* _Given exercise_
How many lines in the listing below contain the string "shoreline", counting only matches with the same capitalization? Reply with the number only.

* _Data supplied_
○ ○ ○ ○

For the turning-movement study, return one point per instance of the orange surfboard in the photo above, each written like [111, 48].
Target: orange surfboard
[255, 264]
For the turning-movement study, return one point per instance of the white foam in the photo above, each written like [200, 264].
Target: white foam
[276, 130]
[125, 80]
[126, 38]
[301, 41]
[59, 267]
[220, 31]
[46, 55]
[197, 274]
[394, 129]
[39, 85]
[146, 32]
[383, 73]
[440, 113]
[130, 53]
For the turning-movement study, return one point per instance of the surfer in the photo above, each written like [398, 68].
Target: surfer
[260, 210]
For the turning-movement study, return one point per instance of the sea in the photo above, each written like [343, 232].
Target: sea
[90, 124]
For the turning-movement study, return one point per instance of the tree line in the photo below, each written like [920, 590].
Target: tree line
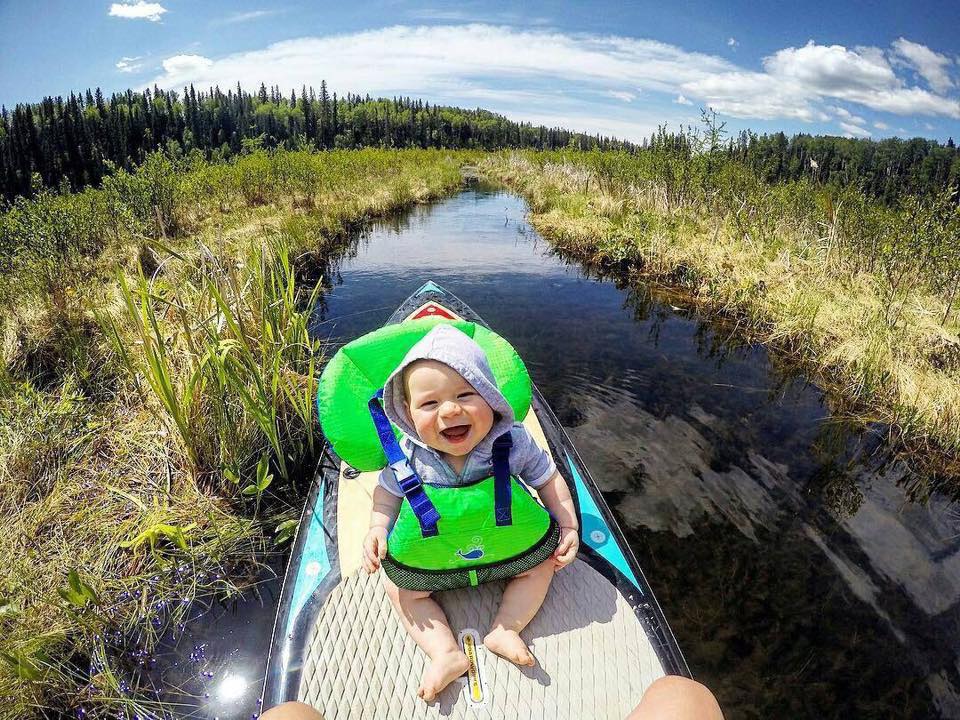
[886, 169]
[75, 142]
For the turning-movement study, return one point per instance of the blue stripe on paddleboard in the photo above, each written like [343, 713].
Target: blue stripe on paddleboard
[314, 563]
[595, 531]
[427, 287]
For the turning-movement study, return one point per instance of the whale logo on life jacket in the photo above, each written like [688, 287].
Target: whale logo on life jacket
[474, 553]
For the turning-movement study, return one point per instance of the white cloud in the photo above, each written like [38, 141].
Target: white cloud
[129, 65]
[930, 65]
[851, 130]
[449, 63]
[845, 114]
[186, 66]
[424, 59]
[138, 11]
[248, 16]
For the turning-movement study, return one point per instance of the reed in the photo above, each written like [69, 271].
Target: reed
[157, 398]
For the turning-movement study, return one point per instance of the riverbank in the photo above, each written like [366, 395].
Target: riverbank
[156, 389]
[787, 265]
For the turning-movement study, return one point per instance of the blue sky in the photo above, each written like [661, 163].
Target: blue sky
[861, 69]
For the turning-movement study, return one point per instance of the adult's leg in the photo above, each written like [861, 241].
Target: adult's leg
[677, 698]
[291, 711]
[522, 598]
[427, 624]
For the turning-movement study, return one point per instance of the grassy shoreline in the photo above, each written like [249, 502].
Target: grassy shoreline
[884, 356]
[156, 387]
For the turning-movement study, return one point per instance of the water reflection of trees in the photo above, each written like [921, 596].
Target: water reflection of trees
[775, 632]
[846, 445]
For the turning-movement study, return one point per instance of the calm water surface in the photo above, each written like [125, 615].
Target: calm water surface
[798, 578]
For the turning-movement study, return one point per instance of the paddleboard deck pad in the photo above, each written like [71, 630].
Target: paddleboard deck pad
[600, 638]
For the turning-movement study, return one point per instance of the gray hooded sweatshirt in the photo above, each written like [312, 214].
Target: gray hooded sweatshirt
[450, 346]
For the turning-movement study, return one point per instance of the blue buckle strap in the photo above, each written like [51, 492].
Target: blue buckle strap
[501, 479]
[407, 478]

○ ○ ○ ○

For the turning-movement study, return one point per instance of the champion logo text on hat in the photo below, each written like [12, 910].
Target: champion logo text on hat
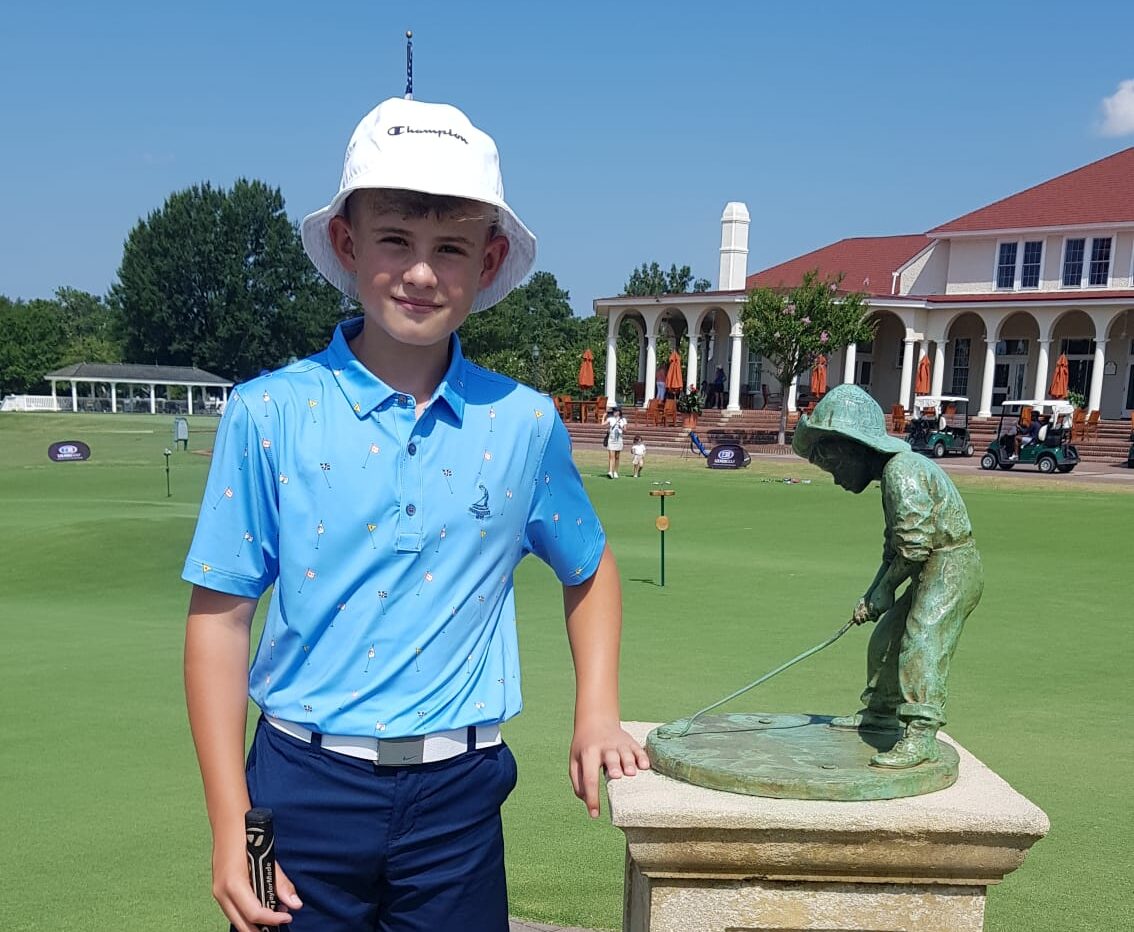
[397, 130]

○ ○ ○ ○

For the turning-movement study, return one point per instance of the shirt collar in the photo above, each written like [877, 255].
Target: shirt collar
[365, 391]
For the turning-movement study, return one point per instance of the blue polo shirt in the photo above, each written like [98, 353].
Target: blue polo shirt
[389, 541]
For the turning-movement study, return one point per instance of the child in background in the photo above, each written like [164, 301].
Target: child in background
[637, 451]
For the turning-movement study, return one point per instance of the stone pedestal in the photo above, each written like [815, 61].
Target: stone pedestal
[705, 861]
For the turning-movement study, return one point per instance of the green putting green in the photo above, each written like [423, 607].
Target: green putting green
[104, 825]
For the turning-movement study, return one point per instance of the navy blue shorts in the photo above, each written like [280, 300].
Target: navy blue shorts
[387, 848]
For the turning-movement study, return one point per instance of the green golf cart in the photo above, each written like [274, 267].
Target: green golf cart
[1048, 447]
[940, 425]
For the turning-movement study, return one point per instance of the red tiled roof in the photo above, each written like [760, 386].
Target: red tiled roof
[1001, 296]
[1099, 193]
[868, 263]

○ ○ ○ ○

* _Exercise output_
2